TASK TO CARRY OUT:
Pull out every line in the entries below that contains the string "black", treating uppercase and lowercase as different.

STORED RECORDS:
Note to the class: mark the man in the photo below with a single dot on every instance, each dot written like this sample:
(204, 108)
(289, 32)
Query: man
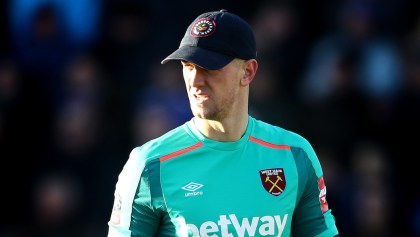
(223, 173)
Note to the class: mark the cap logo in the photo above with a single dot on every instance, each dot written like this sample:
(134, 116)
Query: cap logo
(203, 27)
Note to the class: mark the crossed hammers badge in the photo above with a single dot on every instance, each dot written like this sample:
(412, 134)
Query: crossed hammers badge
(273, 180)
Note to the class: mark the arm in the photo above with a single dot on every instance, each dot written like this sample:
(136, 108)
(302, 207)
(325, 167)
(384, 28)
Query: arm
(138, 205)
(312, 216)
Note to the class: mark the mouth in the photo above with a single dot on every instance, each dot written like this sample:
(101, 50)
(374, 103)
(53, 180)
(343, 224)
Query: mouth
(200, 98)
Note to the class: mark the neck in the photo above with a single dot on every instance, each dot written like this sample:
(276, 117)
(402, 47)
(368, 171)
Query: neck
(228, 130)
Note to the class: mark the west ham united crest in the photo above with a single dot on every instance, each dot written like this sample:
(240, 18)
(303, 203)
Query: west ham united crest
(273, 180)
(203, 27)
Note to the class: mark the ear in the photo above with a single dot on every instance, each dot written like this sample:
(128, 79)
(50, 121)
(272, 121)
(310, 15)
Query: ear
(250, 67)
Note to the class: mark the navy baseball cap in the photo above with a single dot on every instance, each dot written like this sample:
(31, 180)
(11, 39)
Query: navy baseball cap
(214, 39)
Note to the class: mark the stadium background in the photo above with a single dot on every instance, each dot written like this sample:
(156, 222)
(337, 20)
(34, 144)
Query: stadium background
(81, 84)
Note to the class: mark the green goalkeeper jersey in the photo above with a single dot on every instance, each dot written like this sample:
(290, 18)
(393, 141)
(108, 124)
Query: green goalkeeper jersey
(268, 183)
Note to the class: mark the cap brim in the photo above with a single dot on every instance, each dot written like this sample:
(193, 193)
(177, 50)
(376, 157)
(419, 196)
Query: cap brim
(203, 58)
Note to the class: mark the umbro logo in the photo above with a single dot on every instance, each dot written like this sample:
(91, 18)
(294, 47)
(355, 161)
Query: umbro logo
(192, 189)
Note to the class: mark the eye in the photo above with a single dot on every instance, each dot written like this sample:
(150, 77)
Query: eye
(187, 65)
...
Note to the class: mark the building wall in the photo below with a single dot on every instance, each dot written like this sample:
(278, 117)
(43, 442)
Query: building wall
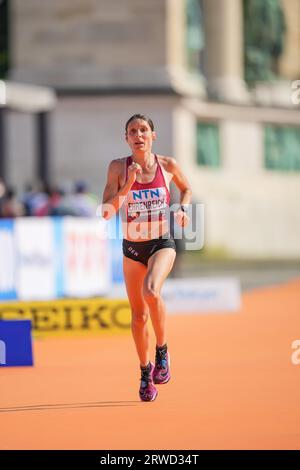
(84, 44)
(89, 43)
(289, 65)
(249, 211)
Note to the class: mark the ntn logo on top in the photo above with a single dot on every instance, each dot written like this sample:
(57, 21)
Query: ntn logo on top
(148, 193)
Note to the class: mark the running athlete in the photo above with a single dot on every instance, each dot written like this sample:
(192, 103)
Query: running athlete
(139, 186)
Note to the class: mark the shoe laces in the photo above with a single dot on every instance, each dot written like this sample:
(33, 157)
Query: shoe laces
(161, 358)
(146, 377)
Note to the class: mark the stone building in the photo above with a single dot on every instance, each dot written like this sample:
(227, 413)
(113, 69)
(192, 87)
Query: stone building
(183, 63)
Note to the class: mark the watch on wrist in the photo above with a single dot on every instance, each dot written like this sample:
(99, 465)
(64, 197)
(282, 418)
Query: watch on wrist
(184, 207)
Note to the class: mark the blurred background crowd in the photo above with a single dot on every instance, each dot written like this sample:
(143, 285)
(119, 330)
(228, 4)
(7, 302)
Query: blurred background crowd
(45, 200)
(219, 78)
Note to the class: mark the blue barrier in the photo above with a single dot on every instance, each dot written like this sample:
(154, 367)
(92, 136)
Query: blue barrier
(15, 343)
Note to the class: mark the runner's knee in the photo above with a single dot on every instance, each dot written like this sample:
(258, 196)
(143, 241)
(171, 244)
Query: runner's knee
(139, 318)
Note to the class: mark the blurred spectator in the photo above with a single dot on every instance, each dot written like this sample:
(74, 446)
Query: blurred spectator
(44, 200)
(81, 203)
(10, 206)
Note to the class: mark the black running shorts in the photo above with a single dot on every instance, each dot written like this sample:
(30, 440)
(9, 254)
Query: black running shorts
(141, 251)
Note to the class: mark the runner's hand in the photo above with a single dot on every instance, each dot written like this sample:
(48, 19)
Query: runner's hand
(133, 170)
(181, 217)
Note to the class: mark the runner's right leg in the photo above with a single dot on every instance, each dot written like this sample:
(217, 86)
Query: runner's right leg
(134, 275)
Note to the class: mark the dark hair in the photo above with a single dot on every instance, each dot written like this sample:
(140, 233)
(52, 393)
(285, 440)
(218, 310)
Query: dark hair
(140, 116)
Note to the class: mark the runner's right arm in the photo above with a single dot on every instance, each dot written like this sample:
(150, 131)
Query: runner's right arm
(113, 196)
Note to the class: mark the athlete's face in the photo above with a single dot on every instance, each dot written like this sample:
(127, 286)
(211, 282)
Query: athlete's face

FULL RESPONSE:
Note to the class: mark the black running shorts in the photo above with a single dot on every instance, each dot written like this sample:
Query: black running shorts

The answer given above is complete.